PROBLEM TO WORK ON: Even the shortest line counts, so transcribe all the data exactly.
*** THE RECORDS ***
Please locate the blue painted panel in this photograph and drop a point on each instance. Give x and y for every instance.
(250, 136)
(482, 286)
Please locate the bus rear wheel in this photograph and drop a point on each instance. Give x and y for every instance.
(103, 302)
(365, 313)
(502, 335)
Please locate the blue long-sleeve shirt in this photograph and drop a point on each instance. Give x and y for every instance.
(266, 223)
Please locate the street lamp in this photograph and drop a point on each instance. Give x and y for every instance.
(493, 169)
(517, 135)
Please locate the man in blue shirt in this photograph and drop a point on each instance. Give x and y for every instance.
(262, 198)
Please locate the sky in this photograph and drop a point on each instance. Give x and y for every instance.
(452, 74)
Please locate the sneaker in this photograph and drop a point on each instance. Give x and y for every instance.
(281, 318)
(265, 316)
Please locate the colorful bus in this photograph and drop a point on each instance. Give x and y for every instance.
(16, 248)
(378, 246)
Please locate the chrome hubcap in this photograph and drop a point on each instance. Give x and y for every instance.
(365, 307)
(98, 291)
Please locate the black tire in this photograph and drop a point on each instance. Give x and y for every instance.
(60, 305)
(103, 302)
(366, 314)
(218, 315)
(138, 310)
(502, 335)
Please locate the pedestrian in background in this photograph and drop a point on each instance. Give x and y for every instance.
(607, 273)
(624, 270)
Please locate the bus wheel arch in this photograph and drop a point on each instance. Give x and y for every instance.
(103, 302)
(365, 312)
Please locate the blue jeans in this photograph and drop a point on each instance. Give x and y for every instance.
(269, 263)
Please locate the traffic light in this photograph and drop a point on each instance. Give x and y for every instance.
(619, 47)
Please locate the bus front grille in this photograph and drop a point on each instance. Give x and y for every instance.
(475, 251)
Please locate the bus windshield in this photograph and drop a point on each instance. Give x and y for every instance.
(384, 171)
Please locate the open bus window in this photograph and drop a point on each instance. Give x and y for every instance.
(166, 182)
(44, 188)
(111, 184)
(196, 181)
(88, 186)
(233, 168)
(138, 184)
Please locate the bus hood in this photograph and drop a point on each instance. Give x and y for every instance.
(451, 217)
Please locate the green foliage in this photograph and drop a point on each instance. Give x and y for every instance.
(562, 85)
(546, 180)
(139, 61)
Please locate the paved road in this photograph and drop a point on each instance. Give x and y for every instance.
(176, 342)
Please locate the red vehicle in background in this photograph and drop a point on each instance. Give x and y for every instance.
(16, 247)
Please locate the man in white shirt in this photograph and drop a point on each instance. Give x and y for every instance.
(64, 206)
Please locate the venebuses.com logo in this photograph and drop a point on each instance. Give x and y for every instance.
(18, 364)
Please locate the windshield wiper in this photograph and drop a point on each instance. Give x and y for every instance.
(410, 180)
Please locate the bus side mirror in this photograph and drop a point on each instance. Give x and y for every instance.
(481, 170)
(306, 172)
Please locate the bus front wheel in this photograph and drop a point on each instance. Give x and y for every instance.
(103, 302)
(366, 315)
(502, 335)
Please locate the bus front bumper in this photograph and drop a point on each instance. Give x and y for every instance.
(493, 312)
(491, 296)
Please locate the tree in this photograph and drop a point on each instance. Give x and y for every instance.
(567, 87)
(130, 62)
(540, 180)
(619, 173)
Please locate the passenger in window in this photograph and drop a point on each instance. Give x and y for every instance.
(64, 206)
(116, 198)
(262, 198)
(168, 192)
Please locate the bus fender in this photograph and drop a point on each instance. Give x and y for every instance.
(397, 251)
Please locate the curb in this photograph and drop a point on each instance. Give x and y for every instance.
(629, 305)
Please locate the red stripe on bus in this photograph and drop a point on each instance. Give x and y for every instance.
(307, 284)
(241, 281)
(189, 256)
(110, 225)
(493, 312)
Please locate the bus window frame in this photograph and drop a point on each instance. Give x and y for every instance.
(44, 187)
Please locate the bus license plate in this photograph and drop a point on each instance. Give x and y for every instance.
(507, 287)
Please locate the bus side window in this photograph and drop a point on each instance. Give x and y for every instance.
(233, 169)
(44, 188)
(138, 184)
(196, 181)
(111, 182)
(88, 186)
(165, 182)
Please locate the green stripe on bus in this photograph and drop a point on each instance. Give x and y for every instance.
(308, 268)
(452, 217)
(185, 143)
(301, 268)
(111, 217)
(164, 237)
*** End of THE RECORDS ***
EXERCISE RESULT:
Please locate the blue painted panel in this photograph and drop a point on each instance. Give x and y for every instance.
(250, 136)
(482, 286)
Please locate the bus rear wheel in this photograph and drop a point on each instance. Give x and y for every instance.
(103, 302)
(365, 313)
(502, 335)
Please locate the blue long-sleeve shirt in this photograph and drop a point on each instance. Give x and y for every instance.
(266, 223)
Please locate the street lamp in this photograph and drop a point on each instance. Give x and y for every instance.
(493, 169)
(517, 135)
Please locate the man in blue shirt in this photograph and drop a point on each instance. Give x and y for every instance.
(262, 198)
Please locate the sky in this photograph and drop a point on each instance. Give x and y for every instance.
(452, 74)
Please locate the sneaker in this photograph and drop a point on each instance. Give x and y for every instance.
(281, 318)
(265, 316)
Please locate the colorful bus in this photograph and drop a point on each instance. Give x and y for every instance.
(16, 248)
(378, 246)
Please locate the chrome hubcap in this photograph and drop a point on each instance. Give x and y for every instance.
(365, 307)
(98, 291)
Please locate the black tire in this photograph and drop a point on each instance. Give x and y for every instance.
(60, 305)
(103, 302)
(366, 314)
(218, 315)
(138, 310)
(502, 335)
Please locate the pedestrian in background in this photograph and drop a point on each instance. Give x and y for every instance.
(607, 273)
(624, 270)
Please locate the bus wheel arch in this photograph and drop a point on each instance. Give x and y for every instance.
(103, 302)
(365, 312)
Please locate the blue jeans in this photograph and drop a point on each instance. Give x and y for every instance.
(269, 263)
Please locate the traffic light in this photograph and drop a point on each instance. Give x and y for every instance.
(619, 47)
Please locate the bus front grille in this photograph and drop a point on each instance. Give x and y for every instance.
(475, 251)
Please locate the bus windshield in this photograph and drop a point on each instance. Give x and y for every instance.
(384, 171)
Please locate the open bus window in this photograph and drop a point on each instance. Give x and y for every instance.
(166, 182)
(44, 188)
(111, 184)
(196, 181)
(88, 186)
(233, 168)
(138, 184)
Please locate the bus hood in this photograph and drop a point on each instance. Give x and y for every instance.
(451, 217)
Please locate the green foliage in this photograph and drop a point on each instance. Give x and y for every instance.
(562, 85)
(546, 180)
(139, 61)
Please locate the paved road in this photograph and drop a point on each instance. Give x and y for every instance.
(176, 342)
Please locate the red vehicle in background in this photograph and drop a point on each instance. Give x and y for every instance.
(16, 247)
Please locate the man in white shirt in this photograph and drop a point on each instance. Give x and y for every instance.
(64, 206)
Please locate the venebuses.com logo in this photograph and drop a point on each instance. Give x and y for every instance.
(18, 364)
Please locate the windshield wiper in this photograph and drop a point on each instance. Give x and y for every instance.
(410, 180)
Please locate the bus side mirror in this photograph and drop a point on each instance. Give x and y for every instance.
(481, 170)
(306, 172)
Please locate the bus front wheel in this photograph and drop a point on each instance. Give x and y for every instance.
(103, 302)
(366, 315)
(502, 335)
Please locate the bus front bumper in this photograph and drop a point on each instance. Give x and y for every instance.
(493, 312)
(491, 296)
Please locate the tree in this photograph and drop a point on each instance. Give x and y for every instance.
(567, 87)
(130, 62)
(540, 180)
(619, 173)
Please locate the passenger in window in this photograph and drop a point on each instance. Give x and y for every instance.
(64, 206)
(116, 198)
(262, 198)
(168, 192)
Please locate the bus fender in this photograph and drop a point on each instance. Give x and y for every instance.
(397, 251)
Please locate the curb in this photograph and drop a point on each instance. Give x and y for every instance.
(629, 305)
Please locate the red stripe on bus in this photograph and drop a point on each instance. Give x and y for every instance.
(307, 284)
(241, 281)
(189, 256)
(110, 225)
(493, 312)
Please locate the bus window frame in this photograph and drop a point on each instance. Give x and y for every instance.
(44, 187)
Please locate the bus license plate in this photograph and drop a point on each instance. Give x and y for every instance.
(507, 287)
Please locate the bus side window in this photograph and drop a point on each instance. Give x and y for every instance.
(233, 169)
(44, 188)
(138, 184)
(196, 181)
(111, 182)
(88, 186)
(165, 182)
Please locate the green stripe on bus in this photograph and drop a point on each instance. Give x and y for every instance.
(308, 268)
(452, 217)
(185, 143)
(301, 268)
(111, 217)
(164, 237)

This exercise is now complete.